─── Dataset extract ───
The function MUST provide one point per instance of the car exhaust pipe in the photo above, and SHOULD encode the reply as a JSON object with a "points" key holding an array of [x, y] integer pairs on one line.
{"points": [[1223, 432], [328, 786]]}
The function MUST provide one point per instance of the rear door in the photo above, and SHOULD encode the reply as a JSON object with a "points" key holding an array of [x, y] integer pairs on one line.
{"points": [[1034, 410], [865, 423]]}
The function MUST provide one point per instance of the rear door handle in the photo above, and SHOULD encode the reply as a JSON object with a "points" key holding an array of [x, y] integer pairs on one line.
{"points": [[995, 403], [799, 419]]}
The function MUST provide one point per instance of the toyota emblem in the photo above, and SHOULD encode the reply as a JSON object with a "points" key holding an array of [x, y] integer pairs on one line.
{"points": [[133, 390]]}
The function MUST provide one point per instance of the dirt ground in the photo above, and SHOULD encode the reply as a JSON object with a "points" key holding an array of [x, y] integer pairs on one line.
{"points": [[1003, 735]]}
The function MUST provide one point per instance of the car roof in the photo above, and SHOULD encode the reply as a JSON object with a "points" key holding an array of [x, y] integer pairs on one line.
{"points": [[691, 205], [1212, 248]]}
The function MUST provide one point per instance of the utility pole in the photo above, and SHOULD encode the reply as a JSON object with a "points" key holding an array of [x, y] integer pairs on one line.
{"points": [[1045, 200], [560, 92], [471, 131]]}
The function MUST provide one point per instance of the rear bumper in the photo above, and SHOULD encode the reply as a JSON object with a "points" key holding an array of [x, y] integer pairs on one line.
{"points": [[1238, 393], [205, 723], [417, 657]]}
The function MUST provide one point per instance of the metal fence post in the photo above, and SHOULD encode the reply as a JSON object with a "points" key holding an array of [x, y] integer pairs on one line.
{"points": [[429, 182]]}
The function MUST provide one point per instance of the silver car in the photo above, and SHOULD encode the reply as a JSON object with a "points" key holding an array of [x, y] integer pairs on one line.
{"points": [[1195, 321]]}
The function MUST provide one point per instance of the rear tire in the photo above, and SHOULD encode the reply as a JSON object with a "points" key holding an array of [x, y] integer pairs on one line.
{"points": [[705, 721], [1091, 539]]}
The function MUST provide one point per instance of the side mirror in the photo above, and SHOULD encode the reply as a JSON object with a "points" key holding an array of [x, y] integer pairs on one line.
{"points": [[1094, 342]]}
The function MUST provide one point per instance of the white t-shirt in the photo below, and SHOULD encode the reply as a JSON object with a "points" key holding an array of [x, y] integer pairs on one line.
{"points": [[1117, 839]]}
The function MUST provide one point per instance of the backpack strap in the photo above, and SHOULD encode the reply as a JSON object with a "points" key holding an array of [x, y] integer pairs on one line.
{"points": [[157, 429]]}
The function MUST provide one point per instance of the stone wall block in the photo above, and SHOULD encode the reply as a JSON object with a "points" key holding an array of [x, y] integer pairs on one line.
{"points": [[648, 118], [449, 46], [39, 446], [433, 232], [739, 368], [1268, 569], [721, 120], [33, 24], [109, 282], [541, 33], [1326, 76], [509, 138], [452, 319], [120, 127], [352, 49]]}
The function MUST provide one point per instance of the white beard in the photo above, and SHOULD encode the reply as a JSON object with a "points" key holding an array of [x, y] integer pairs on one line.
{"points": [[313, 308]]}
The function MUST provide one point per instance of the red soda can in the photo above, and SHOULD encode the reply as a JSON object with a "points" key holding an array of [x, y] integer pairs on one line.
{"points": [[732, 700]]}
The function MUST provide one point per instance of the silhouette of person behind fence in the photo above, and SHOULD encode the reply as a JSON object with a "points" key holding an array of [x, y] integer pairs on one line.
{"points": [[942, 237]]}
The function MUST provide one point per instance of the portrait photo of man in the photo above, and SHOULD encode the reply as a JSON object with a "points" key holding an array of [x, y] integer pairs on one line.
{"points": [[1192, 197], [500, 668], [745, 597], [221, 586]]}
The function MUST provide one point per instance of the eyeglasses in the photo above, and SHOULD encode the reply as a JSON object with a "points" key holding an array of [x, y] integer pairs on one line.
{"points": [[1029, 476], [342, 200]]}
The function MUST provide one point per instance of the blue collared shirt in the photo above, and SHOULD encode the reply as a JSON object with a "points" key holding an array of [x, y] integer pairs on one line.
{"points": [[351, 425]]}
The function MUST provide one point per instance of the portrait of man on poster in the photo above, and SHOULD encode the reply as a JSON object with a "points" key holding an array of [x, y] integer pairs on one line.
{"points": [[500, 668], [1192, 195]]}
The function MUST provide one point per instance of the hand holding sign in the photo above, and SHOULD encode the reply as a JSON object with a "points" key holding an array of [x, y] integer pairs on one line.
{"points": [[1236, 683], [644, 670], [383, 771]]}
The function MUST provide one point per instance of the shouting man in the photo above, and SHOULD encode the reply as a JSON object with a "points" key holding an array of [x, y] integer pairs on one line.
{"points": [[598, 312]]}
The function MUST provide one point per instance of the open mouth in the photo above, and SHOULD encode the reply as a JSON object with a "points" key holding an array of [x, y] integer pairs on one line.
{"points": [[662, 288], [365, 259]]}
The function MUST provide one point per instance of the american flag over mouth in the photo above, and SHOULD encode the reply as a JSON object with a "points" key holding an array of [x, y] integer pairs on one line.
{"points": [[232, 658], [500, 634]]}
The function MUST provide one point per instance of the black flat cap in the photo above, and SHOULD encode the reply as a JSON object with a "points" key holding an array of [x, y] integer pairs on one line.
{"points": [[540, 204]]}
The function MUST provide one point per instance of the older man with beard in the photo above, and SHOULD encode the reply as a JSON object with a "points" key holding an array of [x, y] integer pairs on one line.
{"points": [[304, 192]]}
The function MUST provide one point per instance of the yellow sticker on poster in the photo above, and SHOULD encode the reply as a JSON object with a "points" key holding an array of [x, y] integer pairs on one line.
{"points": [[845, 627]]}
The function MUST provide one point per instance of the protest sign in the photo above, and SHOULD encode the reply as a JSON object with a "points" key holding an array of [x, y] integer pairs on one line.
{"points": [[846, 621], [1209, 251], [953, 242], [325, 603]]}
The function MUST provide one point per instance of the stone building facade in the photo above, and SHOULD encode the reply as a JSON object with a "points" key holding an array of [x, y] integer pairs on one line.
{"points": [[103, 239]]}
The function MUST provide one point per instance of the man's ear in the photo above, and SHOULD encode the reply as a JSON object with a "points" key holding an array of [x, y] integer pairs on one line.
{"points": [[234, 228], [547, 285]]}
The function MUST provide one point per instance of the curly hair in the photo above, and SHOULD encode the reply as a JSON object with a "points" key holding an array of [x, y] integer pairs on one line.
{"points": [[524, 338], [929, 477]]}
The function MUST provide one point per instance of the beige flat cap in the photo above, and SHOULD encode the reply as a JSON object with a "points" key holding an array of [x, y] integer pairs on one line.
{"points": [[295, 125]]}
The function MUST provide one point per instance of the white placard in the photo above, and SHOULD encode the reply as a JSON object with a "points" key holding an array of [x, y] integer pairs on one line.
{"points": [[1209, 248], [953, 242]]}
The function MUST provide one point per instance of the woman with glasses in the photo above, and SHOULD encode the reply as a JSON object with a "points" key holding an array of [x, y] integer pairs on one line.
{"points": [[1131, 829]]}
───
* [What to work on] Reproduce all of the records exactly.

* [Response to the task]
The function MUST provide one point per instance of the car exhaust pipe in the photo above, and SHOULD encode the reply as a JSON object with a "points" key holding an array of [x, y] integer pairs on one line.
{"points": [[1223, 432], [328, 786]]}
The function MUST provide one point per instance of the rear door in the photo above, and SHOULD encode the reply as a JSON object with a "points" key holding an array of [x, y] integer pairs on one line.
{"points": [[1034, 410], [865, 423]]}
The function MUST provide one point per instance of the rear door handle in the photo above, and SHOULD encode the reply as a JSON object with a "points" key holding an array of [x, y] integer pairs on one line.
{"points": [[995, 403], [799, 419]]}
The function MUST provide one point per instance of the toyota emblem in the photo above, and SHOULD encode the reply as a JSON object with a "points" key holding an array of [x, y] integer pairs on one line.
{"points": [[133, 390]]}
The function MUST provide one point per instance of the dirt ground in the photo above, and SHOULD encode the reply as a JSON object with a "points" key holding an array of [x, y] integer pairs on one line.
{"points": [[1003, 735]]}
The function MUST provide one point per instance of the car roof in the photo above, and SHOULD encode the reply as a JSON object with a "points" key holding an array of [x, y] integer pairs on one line.
{"points": [[691, 205], [1212, 248]]}
The function MUST provide one point per instance of the utility pole in the photo above, and SHOULD encode the reply as a JSON object with a "points" key holding an array of [x, y] integer pairs on one line.
{"points": [[1045, 200], [560, 92], [471, 131]]}
The function MUST provide one point per instance of the rear bumper in the photo above, and SHOULD encode the reply as a JSON object with a "points" key holding an array of [x, y] integer pairs on one line.
{"points": [[1238, 393], [205, 723], [417, 657]]}
The function MUST provide one point per instance of the metal fence post in the photo above, and SHOULD encode the reply as a JSON object with a "points" key holding an array of [x, y] integer pairs on one line.
{"points": [[429, 182]]}
The function MUST provide one point per instance of the silver car in the photo above, and SHOULD encode the reply as a JSON object with a "points" key holding an array of [x, y] integer pairs on one line.
{"points": [[1195, 321]]}
The function MUST provide one point per instance of the rear tire in the photo above, and SHOULD encode the reply as a JSON object with a "points" key holding an array of [x, y] integer pairs on one line.
{"points": [[705, 721], [1091, 539]]}
The function MUST provide one point per instance of the side mirror in the photo above, and SHOULD encode the reply as a JSON object with a "points" key holding an array of [x, y] integer pairs on one line.
{"points": [[1094, 342]]}
The function MUST provide one point per instance of the white t-shirt in the photo below, and SHOULD encode the reply as a JSON object with a "points" key holding an array of [x, y] integer pairs on one line.
{"points": [[1117, 839]]}
The function MUST provide one point per instance of the backpack strap in the photo above, and SHOULD encode the reply as a JSON object with a "points" key holding an array of [x, y] integer pairs on one line.
{"points": [[157, 429]]}
The function MUST provide one point per instance of the stone wall block in the photo above, and SHOULD encode the reply as a JSON object with a "points" key holding an array of [x, y] integer pairs on one line.
{"points": [[648, 118], [449, 46], [39, 446], [433, 232], [739, 368], [1268, 569], [721, 120], [33, 24], [109, 282], [541, 33], [1326, 76], [509, 138], [452, 319], [120, 127], [352, 49]]}
The function MUST provide one point per instance of the white beard in the photo above, and SHOULD encode the reply as a JSON object with a "points" key holding an array of [x, y] integer pairs on one line.
{"points": [[313, 308]]}
The function MUST provide one point per instance of the red soda can in the photo above, and SHOULD encode the reply as a JSON object with a "points" key holding an array of [x, y] integer pairs on one line.
{"points": [[732, 700]]}
The function MUST provide one point per instance of the silhouette of person behind fence in the photo above, and SHOULD encode the reply as a JSON object with a "points" key holding an array of [x, y] integer pairs on one line.
{"points": [[942, 237]]}
The function MUST provide one point per instance of the portrait photo of man in the photo above, and SHOULD encode the reply as a JSON object with a "points" key holding an array of [x, y] integer pairs on one line.
{"points": [[1192, 197], [500, 668], [745, 597], [221, 586]]}
The function MUST provide one point per instance of the eyeglasses in the photo above, and SHOULD encode the reply as a JSON object with a "points" key holding an array of [x, y] integer pairs on one line.
{"points": [[1029, 476], [342, 200]]}
The function MUST provide one point per instance of the blue collared shirt in the photo above, and SHOULD encode the reply as a JSON object with a "points" key holding an array of [x, y] integer pairs on one line.
{"points": [[351, 425]]}
The function MUST provide one point per instance of the portrait of man on poster in the photo above, and SHOULD encode the reply as a JSON object with a "points" key holding an array of [x, y] integer pairs on one line.
{"points": [[500, 668], [1192, 195]]}
The function MUST provide one point per instance of the hand holding sign in the photo above, and SHOULD encode the reply as a JSON object with a "points" key holding an array of [x, y] integer pairs on one line.
{"points": [[1236, 683], [644, 670], [383, 771]]}
The function MUST provide one point per instance of the shouting man in the photo above, and SHOULD encode the reply as a JSON object with a "points" key holding an array of [x, y] integer pairs on one line.
{"points": [[598, 312]]}
The function MUST provide one point per instance of the open mouth in the photo above, and SHOULD encode the reply as a JSON object with a "points" key holding an array of [x, y] integer pairs on one line.
{"points": [[662, 288], [365, 259]]}
The function MUST provide one point per instance of the american flag over mouth in the photo above, and SHOULD encode the reply as a JSON object with a "points" key holding an array of [x, y] integer pairs on one line.
{"points": [[232, 658], [500, 634]]}
The function MUST provide one point per instance of the black flat cap in the photo above, and SHOULD encode the reply as a JSON object with a "points" key holding an array of [x, y] integer pairs on one line.
{"points": [[540, 204]]}
The function MUST provide one point per instance of the older man with beard in the photo above, and SHOULD encode the reply as a JSON object with a "points" key holding an array of [x, y] integer pairs on one line.
{"points": [[304, 192]]}
The function MUST provide one point per instance of the yellow sticker on poster in the photo above, and SHOULD encode the reply as a JSON object with a "points" key holding an array of [x, y] integer pairs on one line.
{"points": [[845, 627]]}
The function MUST provide one point per instance of the protest sign in the photo above, and SHOULD encode the reply as a JSON object with a "points" key holding an array of [x, y] integer pairs on one line.
{"points": [[846, 621], [1209, 251], [953, 242], [325, 603]]}
The function MUST provide one point per instance of the stone building facade in the photo above, and SHOULD encode the reply as a JSON object with a "points" key holding an array of [x, y] integer pairs on one line.
{"points": [[103, 239]]}
The function MUST provide one point per instance of the man's ear in the photo above, and SHOULD encode the reply as a JSON object with a "points" key holding an array of [x, y] integer pairs on one line.
{"points": [[234, 228], [547, 285]]}
The function MUST provide one point per instance of the curly hair in the photo above, and SHOULD encode the reply as a JSON object with a "points" key holding an array of [x, y] integer pairs on one line.
{"points": [[524, 338], [929, 477]]}
The function MUST provide one point per instance of the beige flat cap in the photo above, and SHOULD encode the reply as a JSON object with a "points" key holding an array of [x, y] integer pairs on one line.
{"points": [[295, 125]]}
The function MUST provide one point per instance of the white placard in the photo above, and SHOULD encode the reply as a JSON object with a "points" key holding an array of [x, y] integer pairs on one line.
{"points": [[1209, 248], [953, 242]]}
The function MUST provide one point per instance of the woman with glasses in the photo above, and SHOULD encode the reply as a JSON object with a "points" key holding an array of [x, y] integer pairs on one line.
{"points": [[1131, 829]]}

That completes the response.